WHAT IS ASKED: Copy every line of the listing below with no changes at all.

RECORD LIST:
------------------------------------------------------------

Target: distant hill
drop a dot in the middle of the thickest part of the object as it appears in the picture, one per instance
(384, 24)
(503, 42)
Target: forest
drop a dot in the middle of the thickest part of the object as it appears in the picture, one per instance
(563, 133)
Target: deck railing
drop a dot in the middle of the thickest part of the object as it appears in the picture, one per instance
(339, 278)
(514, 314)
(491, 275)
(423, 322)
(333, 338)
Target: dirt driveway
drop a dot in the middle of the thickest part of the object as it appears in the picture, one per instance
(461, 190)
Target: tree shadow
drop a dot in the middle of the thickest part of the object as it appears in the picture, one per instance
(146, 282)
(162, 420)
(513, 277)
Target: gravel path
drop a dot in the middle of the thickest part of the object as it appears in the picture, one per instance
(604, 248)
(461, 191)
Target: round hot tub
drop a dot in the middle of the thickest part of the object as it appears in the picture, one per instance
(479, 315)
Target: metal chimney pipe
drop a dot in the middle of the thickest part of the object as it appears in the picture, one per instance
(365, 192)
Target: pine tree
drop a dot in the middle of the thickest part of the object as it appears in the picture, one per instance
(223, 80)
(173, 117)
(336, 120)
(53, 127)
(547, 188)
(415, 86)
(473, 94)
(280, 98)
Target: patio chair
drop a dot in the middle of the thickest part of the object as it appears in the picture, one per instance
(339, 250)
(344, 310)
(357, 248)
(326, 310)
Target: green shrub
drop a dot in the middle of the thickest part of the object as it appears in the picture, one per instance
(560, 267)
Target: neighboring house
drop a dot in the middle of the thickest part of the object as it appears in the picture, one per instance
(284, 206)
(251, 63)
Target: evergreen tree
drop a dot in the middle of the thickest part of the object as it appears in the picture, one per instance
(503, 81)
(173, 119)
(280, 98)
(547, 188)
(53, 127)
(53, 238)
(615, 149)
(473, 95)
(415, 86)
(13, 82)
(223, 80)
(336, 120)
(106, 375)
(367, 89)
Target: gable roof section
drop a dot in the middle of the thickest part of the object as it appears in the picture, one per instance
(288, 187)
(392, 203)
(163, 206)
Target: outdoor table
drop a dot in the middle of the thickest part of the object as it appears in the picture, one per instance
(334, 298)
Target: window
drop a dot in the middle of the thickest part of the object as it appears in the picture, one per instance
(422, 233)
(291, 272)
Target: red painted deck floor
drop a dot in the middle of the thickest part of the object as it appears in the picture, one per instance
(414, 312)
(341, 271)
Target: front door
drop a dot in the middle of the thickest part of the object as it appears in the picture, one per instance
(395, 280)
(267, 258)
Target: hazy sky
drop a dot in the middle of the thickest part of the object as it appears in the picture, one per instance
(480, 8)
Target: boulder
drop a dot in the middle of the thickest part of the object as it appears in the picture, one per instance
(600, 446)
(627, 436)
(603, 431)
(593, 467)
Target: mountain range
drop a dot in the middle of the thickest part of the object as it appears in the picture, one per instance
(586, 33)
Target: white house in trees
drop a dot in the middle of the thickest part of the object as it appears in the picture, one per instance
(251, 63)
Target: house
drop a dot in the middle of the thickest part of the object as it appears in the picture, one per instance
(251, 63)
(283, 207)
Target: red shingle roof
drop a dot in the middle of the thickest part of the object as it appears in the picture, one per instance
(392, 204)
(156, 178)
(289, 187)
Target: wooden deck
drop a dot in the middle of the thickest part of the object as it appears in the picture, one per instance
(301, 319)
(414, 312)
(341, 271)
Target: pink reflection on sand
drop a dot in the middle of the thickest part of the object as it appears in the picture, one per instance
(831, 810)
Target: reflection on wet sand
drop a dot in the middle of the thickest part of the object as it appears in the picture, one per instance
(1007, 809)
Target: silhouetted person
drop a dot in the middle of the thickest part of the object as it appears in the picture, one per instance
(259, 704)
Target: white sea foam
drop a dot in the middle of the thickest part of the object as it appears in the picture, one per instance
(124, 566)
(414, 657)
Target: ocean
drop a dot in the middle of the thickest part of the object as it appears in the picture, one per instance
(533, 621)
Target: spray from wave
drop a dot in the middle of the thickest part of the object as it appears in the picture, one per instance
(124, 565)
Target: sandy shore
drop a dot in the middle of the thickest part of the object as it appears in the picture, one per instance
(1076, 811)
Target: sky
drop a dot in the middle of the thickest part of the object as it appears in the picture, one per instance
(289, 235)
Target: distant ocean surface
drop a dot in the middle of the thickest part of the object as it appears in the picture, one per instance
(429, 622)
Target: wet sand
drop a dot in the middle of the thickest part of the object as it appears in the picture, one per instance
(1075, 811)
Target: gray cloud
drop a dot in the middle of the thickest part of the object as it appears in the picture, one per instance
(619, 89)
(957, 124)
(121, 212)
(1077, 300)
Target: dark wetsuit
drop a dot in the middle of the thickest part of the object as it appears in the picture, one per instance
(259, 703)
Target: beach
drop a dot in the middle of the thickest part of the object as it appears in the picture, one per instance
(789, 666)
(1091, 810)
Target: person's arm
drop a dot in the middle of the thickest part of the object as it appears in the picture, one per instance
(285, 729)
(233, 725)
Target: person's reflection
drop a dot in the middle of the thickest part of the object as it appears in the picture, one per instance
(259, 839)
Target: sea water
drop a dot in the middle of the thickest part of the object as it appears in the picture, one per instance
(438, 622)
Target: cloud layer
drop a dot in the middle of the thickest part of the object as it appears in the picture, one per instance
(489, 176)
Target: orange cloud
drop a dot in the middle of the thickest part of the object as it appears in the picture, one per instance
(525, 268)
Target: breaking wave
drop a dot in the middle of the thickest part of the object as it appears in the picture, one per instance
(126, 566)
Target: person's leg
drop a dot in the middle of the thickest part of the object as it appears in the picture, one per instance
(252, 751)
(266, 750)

------------------------------------------------------------

SOLUTION TO THIS EXERCISE:
Target: distant hill
drop a dot in the middle of the thickest part of the object as it appears in the picture, one per instance
(384, 24)
(503, 42)
Target: forest
drop a dot in the middle of the thickest part of the object as it appears in the picture, one per instance
(563, 133)
Target: deck railing
drop a dot in the middle of the thickest part of the object as it appears in the picture, one per instance
(339, 278)
(514, 314)
(491, 275)
(423, 322)
(333, 338)
Target: dirt driveway
drop a dot in the middle of the thickest part of the object as it appears in the picture, one per instance
(461, 190)
Target: tree shadow
drop a dot in the middle of the thickest part of the object as it appears in the picture, one per instance
(146, 282)
(162, 420)
(513, 277)
Target: gravel path
drop a dot in the middle of the thickest part of the object as it appears in the picture, one per instance
(604, 248)
(461, 191)
Target: round hot tub
drop a dot in the middle of the thickest part of the object as it appears in the picture, one per instance
(479, 315)
Target: metal chimney pipe
drop a dot in the middle of the thickest part of the object as it appears in the picture, one per instance
(365, 192)
Target: pine tree
drop a dot in the middle of the thickest part of the object as it appears in the picture, one per instance
(223, 80)
(173, 117)
(336, 120)
(53, 127)
(547, 188)
(415, 86)
(473, 94)
(280, 98)
Target: patio chair
drop a dot in the middle of the thickest part of the object as it appears in the picture, one per instance
(339, 250)
(344, 310)
(357, 248)
(326, 310)
Target: green shrub
drop a dot in the middle of the thickest part of the object as it appears in the picture, one per instance
(560, 267)
Target: neighboring house
drop a dot in the middle of the thickest part of the object as it appears in the picture, one per instance
(284, 206)
(251, 63)
Target: evergreen tree
drop a dot in the middle of the thickest part of the object as it appears in the picture, one per instance
(503, 81)
(173, 119)
(280, 98)
(547, 188)
(53, 127)
(53, 238)
(615, 149)
(473, 95)
(415, 86)
(13, 82)
(223, 80)
(336, 120)
(106, 375)
(367, 89)
Target: gable roof section
drop a dot in the middle of the thickest part of the object as it appears in the picture, one per instance
(288, 187)
(392, 203)
(163, 206)
Target: outdoor table
drop a dot in the middle of the thickest part of the object as it appears in the picture, one per instance
(334, 298)
Target: window
drop a dot in the middle of the thickest part of the object as it appears in the picture, one per instance
(422, 233)
(291, 272)
Target: red painted deck floor
drop a dot in the middle of the thickest part of the object as it appears in the picture, one per instance
(414, 312)
(341, 271)
Target: front door
drop a dot in the middle of the thickest part of the object as it appears in the picture, one per instance
(395, 280)
(267, 258)
Target: hazy sky
drop a dot in the middle of the thickest part of the object as it appears in the picture, one per instance
(480, 8)
Target: boulder
drop a dot in the middle of the thickest part of the object as it appears in the picture, one per instance
(600, 446)
(627, 436)
(603, 431)
(593, 467)
Target: mountain range
drop a dot in the middle of the thickest part of the object as it appears in the picture, one per instance
(586, 33)
Target: white house in trees
drop a dot in the middle of the thickest part of the object as it appears in the picture, one per instance
(251, 63)
Target: house
drop a dot in the middle of the thickest part of the object as it appears in the picture, one per instance
(251, 63)
(283, 207)
Target: red shingle roof
drop a dot in the middle of the thickest part of the object as it appears in the picture, one per instance
(392, 204)
(156, 178)
(289, 187)
Target: wooden deck
drop a dot in the middle of the thickest part of the object as it appears in the picture, one per instance
(301, 319)
(414, 312)
(341, 271)
Target: pink reflection on sand
drop a dot in the middle of the thickest part of the object as it appears in the picture, one per instance
(831, 810)
Target: reflection on wet sand
drop a dot in the middle of the thickest part of the object as it appears in the picture, one per instance
(1007, 809)
Target: silhouetted person
drop a dot in the middle of the thickest part of the object as it appears in the picture, one per instance
(259, 704)
Target: white sea foam
drop a dot in the middle of the thickest part of the object as it appears in the picture, one per instance
(124, 566)
(414, 657)
Target: ocean
drop a dot in the middle of the thickest part of the object as it appears in the picture, one per instance
(533, 621)
Target: spray from wave
drop a dot in the middle of the thickest part of the object as it appears in the picture, one per instance
(124, 565)
Target: sandy shore
drop a dot in the middle of the thickest part of the object as it appears in the picture, one per instance
(1076, 811)
Target: sky
drop a dot in the middle of the thickest part of the object as it appears in the picture, one per instance
(289, 235)
Target: distant ocean surface
drop a dot in the middle of the thickest part of the object as it appears in the picture, one per instance
(429, 622)
Target: wet sand
drop a dot in the middle of the thickest part of the object as it appears in the picture, one per instance
(1075, 811)
Target: gray cloud
drop a dot in the middle of the thickest part of the object as it appears in the picture, one per instance
(619, 89)
(957, 124)
(121, 212)
(1077, 300)
Target: dark wetsuit
drop a dot in the middle of the thickest part of the object as it appears in the picture, one per instance
(259, 703)
Target: beach
drop a dot in the middle of the thickest part of the object as it appears in the picture, one per instance
(789, 666)
(1091, 810)
Target: person's arm
drop a dot in the middle of the thickest part of the object as it appears in the picture, one per instance
(285, 729)
(233, 725)
Target: person's reflection
drop a dot in the middle of the thickest part of the object as it appears in the picture, one per instance
(259, 839)
Target: sea water
drop a dot in the middle of the thickest part of the object as it appears in the picture, one per instance
(438, 622)
Target: cloud layer
drop a dot in the middle of the thickest part of the object as it appears in the picture, one per instance
(489, 176)
Target: orange cloud
drop a dot in the middle of the thickest part of the object as it appears in the picture, one per instance
(525, 268)
Target: breaking wave
drop a dot in the middle of the thickest part of the object as it appears in the picture, one per instance
(126, 566)
Target: person's leg
drop a dot in the middle of the thickest part of the object as it appears in the picture, one per instance
(252, 751)
(266, 750)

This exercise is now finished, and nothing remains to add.